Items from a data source
--- --- ---
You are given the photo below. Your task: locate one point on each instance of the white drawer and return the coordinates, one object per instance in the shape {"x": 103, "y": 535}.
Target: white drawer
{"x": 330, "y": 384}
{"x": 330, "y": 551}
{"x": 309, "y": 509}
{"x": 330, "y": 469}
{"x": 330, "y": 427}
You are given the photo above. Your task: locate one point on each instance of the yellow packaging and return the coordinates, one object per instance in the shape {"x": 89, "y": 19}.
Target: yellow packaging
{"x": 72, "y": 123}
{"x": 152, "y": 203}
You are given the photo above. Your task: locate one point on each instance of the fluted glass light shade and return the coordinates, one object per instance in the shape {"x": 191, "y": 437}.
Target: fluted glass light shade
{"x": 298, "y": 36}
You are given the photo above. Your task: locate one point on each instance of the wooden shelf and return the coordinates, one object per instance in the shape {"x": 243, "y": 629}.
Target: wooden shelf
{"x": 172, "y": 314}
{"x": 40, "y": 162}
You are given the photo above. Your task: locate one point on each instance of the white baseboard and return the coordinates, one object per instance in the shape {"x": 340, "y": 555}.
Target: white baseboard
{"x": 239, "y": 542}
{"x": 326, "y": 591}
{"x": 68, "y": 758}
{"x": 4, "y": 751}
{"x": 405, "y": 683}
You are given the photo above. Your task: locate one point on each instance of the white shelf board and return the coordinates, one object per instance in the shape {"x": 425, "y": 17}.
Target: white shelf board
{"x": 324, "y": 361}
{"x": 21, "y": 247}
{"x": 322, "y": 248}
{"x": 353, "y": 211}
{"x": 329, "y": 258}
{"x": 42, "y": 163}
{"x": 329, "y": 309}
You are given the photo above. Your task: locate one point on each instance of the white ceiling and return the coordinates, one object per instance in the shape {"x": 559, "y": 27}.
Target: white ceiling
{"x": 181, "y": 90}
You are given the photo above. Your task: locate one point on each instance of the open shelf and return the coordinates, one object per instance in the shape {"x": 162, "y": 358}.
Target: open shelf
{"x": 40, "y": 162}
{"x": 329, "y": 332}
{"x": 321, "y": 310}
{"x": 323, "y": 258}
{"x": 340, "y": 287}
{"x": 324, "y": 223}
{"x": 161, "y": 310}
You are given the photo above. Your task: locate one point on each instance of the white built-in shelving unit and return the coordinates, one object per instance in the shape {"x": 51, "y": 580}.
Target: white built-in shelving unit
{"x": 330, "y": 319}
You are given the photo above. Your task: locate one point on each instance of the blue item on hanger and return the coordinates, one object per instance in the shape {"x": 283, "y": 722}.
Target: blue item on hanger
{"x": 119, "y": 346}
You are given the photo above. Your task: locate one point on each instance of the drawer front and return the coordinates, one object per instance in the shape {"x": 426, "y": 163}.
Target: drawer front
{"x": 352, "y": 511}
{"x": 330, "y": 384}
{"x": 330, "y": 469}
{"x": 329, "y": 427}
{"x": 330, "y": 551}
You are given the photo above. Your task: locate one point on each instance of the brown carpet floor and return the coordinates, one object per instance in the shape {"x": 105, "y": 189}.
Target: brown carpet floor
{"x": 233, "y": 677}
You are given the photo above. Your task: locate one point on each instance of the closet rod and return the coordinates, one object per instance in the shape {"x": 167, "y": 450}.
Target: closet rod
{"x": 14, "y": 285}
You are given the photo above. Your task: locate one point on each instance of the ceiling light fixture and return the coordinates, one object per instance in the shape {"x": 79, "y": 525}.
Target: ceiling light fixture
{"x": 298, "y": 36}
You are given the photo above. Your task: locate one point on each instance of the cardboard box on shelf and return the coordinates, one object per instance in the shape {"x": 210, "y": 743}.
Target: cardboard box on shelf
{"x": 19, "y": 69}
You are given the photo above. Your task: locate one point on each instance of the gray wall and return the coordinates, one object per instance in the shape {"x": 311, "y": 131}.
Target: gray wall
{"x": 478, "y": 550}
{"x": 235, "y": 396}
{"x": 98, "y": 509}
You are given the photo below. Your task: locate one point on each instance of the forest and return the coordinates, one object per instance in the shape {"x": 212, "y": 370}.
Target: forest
--- --- ---
Task to complete -
The whole of the data must be given again, exactly as shown.

Solution below -
You are given the photo below. Your task: locate one point on each instance of the white drawer and return the coordinates, one object per instance in the shape {"x": 103, "y": 535}.
Target: white drawer
{"x": 330, "y": 384}
{"x": 330, "y": 551}
{"x": 309, "y": 509}
{"x": 330, "y": 469}
{"x": 330, "y": 427}
You are given the photo above. Your task: locate one point on each instance of the yellow packaging and return the coordinates, one object per instance in the shape {"x": 89, "y": 19}.
Target: yellow packaging
{"x": 72, "y": 123}
{"x": 152, "y": 203}
You are given the photo above. Your task: locate one point on each instance of the fluted glass light shade and return the coordinates, one object per instance in the shape {"x": 191, "y": 437}.
Target: fluted glass light shade
{"x": 298, "y": 36}
You are given the photo above. Your task: locate one point on each instance of the wooden shelf and return the coordinates, one object per instance in the shape {"x": 243, "y": 629}.
Target: wooden shelf
{"x": 172, "y": 314}
{"x": 40, "y": 162}
You are given the photo above. Your task: locate one point on each instance of the white baseboard and return the coordinates, one object per instance in the shape {"x": 340, "y": 555}.
Target: white baseboard
{"x": 239, "y": 542}
{"x": 326, "y": 591}
{"x": 68, "y": 758}
{"x": 4, "y": 751}
{"x": 405, "y": 683}
You are given the photo above. Your task: locate one point on each instance of the white shelf board and return the coordinates, one object per instance in the shape {"x": 425, "y": 17}.
Target: white shelf board
{"x": 324, "y": 361}
{"x": 21, "y": 247}
{"x": 322, "y": 248}
{"x": 353, "y": 211}
{"x": 329, "y": 258}
{"x": 42, "y": 163}
{"x": 329, "y": 309}
You are given the photo above. Your task: locate one point on each instance of the white ceiling and return the coordinates, one object per instance in the shape {"x": 559, "y": 27}.
Target: white ceiling
{"x": 181, "y": 90}
You are given the photo above. Your task: locate one point on each instance of the open shelf and return the coordinates, one object per instance in the shape {"x": 162, "y": 358}.
Target: open shelf
{"x": 40, "y": 162}
{"x": 329, "y": 332}
{"x": 321, "y": 310}
{"x": 323, "y": 258}
{"x": 340, "y": 287}
{"x": 324, "y": 223}
{"x": 161, "y": 310}
You are given the photo above. Your task: locate one point on each instance of the white built-in shelving unit and return the coordinates, one object per instance in the shape {"x": 51, "y": 580}.
Target: white built-in shelving unit
{"x": 330, "y": 319}
You are given the photo above. Your task: locate one point on each instance of the blue item on hanger and return the coordinates, one object per instance in the shape {"x": 283, "y": 722}.
Target: blue item on hanger
{"x": 119, "y": 346}
You are given the photo above. Your task: locate one point on each instance of the drawer front and return the coordinates, one object per instance in the shape {"x": 426, "y": 163}.
Target: drawer front
{"x": 352, "y": 511}
{"x": 330, "y": 384}
{"x": 330, "y": 469}
{"x": 329, "y": 427}
{"x": 330, "y": 551}
You are given the photo above. Your task: locate one point on each instance of the brown carpet floor and return the coordinates, one object per instance in the shape {"x": 105, "y": 189}.
Target: brown carpet floor
{"x": 233, "y": 677}
You are given the photo above. Your task: locate one point on each instance of the closet rod and return the coordinates, one object per instance in the shape {"x": 167, "y": 450}.
Target: closet rod
{"x": 14, "y": 285}
You are given the photo above. Your task: locate one point on each instance of the ceiling light fixture and return the coordinates, one object per instance in the shape {"x": 79, "y": 525}.
Target: ceiling light fixture
{"x": 298, "y": 36}
You are given the photo above. Your task: locate one point on each instance of the cardboard box on shelf and return the coordinates, one object per instance in the shape {"x": 210, "y": 743}.
Target: cardboard box on shelf
{"x": 19, "y": 69}
You are given the photo above. Your task: locate one point on each instance of the gray wall and return the coordinates, one object per instance in the shape {"x": 311, "y": 131}.
Target: gray wall
{"x": 478, "y": 550}
{"x": 235, "y": 396}
{"x": 98, "y": 509}
You are given the photo below. Your task: locate one point on each instance of the forest and return the coordinates, one object per instance in the shape {"x": 212, "y": 370}.
Target: forest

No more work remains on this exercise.